### Excerpted text ###
The only problem I can see with Weitz's approach is that he misconceives the nature of essences.  If essences are patterns in experience that are real but changing (as I have argued in various writings) then honorific definitions can be paired with them so that the recommendation to focus on this property could be based on the claim that this is the essence as it has emerged at this time in history.  An honorific definition can be true in the sense of "true" in which truth is something that emerges historically, something that happens.  Honorific definitions of true on the pragmatist theory of truth, which is the one I follow.  Thus, on this view, the history of aesthetics is not a history of failure but rather a history of successes in which different honorific definitions are successively offered.  Each great theory of art is actually a manifestation of the spirit of its time (in the sense that artists, philosophers, and others in the culture share certain questions and attempt to resolve certain burning issues of the time) and is paired with at least some of the great artworks of the time.  

An excellent example of this process working in a practical context and a specific art form is Robert Venturi and Denise Scott Brown's idea that "architecture is a decorated shed."  This theory captures the essence of architecture for them at a particular time in history and also exemplifies an entire theory and practice of architecture, i.e. their version of postmodern architecture, one that is not intended just to cover their own buildings but also to reinterpret the best buildings of the past and provide a framework for future architectural work.  Great definitions are epigrams of this sort, to use Weitz's term.  "Decorated shed" is itself a concentrated metaphor that needs a lot of theoretical and historical knowledge in order to fully understand. 

So the future of theory for each person who believes with Socrates that the unexamined life is the only one worth living (i.e. for each human who is a philosopher in the sense of being a lover of wisdom) is to create one's own honorific definition of art, one that gives the function of art now, and also for the future as an object of personal or group vision.
### Supplied data ###
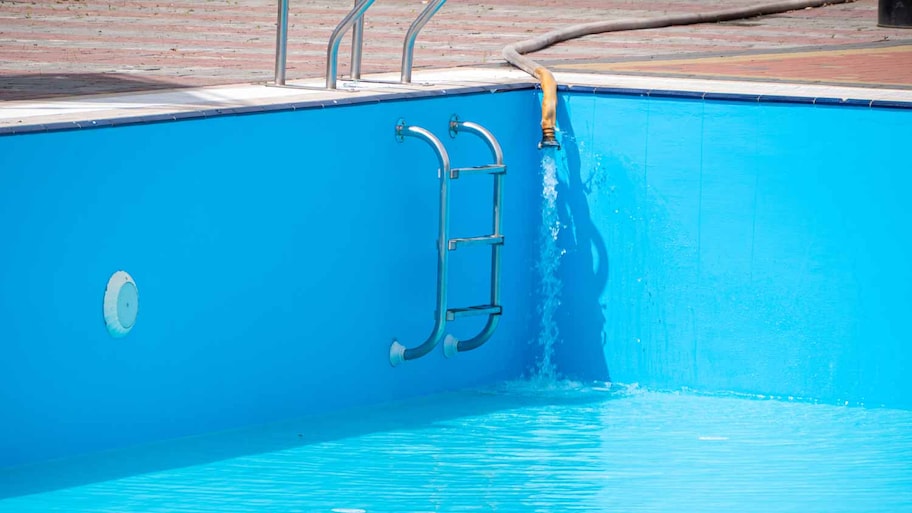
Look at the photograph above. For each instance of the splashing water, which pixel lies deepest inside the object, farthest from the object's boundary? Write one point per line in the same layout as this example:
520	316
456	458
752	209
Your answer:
549	255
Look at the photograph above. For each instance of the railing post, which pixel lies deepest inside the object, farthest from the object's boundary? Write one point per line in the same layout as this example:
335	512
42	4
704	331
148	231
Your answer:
332	51
281	41
357	43
408	46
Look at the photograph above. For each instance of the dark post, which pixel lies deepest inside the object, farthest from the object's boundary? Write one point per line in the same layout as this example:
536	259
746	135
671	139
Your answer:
894	13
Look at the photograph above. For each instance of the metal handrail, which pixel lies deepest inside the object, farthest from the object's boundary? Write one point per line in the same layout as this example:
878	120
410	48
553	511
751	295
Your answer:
332	50
398	352
281	41
357	43
354	18
408	46
451	344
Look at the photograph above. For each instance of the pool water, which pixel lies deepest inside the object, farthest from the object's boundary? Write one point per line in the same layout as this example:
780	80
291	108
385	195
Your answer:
524	446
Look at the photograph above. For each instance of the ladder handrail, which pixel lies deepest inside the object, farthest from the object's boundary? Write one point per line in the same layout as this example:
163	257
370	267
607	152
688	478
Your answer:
357	43
453	345
408	45
281	41
355	18
398	352
332	50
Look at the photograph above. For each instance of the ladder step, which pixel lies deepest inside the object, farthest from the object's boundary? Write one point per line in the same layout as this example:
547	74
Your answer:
484	240
491	169
455	313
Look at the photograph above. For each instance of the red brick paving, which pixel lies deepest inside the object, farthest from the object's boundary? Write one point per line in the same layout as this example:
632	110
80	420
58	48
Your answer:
884	66
61	47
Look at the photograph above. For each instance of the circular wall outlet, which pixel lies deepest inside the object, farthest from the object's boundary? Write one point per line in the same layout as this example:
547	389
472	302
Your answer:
121	304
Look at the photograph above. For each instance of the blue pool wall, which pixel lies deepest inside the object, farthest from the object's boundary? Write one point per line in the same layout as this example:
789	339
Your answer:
276	257
716	245
735	246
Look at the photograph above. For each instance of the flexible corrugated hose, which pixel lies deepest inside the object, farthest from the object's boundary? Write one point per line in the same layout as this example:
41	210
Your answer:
514	54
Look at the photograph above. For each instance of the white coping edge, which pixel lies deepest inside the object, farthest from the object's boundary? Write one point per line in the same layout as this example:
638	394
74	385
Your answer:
106	107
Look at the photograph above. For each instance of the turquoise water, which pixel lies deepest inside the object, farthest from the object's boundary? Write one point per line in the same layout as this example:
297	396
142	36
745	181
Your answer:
518	447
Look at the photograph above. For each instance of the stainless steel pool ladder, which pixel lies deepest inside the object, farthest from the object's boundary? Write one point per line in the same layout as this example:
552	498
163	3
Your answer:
398	352
354	18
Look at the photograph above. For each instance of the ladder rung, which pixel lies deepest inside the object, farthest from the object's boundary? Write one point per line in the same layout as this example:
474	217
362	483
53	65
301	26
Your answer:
491	169
484	240
455	313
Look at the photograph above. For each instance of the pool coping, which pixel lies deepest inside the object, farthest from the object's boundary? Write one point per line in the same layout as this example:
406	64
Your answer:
98	111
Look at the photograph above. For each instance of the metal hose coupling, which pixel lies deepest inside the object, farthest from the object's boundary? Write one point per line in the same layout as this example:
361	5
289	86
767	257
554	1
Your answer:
549	107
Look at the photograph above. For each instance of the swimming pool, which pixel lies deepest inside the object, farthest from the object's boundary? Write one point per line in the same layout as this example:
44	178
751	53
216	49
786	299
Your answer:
682	242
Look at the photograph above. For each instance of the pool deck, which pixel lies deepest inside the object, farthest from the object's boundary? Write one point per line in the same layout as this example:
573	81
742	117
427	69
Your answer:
74	60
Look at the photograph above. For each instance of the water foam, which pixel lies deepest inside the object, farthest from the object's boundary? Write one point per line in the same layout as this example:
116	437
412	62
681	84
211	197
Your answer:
548	264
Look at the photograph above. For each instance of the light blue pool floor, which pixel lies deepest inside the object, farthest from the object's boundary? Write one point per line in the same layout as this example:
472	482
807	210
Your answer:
515	447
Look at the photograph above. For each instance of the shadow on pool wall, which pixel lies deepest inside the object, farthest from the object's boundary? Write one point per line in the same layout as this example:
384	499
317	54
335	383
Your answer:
578	351
755	248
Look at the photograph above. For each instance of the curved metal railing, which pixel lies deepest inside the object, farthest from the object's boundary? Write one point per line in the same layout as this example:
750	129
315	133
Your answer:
398	352
353	20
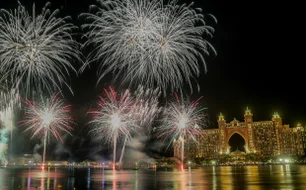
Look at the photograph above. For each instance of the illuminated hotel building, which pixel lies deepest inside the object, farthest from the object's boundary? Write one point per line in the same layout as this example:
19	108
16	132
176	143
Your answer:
264	138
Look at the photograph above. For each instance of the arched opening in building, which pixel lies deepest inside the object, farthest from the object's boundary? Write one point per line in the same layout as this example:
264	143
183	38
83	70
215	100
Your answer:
237	142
###
### [To do]
Can you reproduce the excerpted text on honorific definitions of art from "An excellent example" up to and including "to fully understand.", replacing "epigrams" with "aphorisms"?

### [The result]
An excellent example of this process working in a practical context and a specific art form is Robert Venturi and Denise Scott Brown's idea that "architecture is a decorated shed."  This theory captures the essence of architecture for them at a particular time in history and also exemplifies an entire theory and practice of architecture, i.e. their version of postmodern architecture, one that is not intended just to cover their own buildings but also to reinterpret the best buildings of the past and provide a framework for future architectural work.  Great definitions are aphorisms of this sort, to use Weitz's term.  "Decorated shed" is itself a concentrated metaphor that needs a lot of theoretical and historical knowledge in order to fully understand.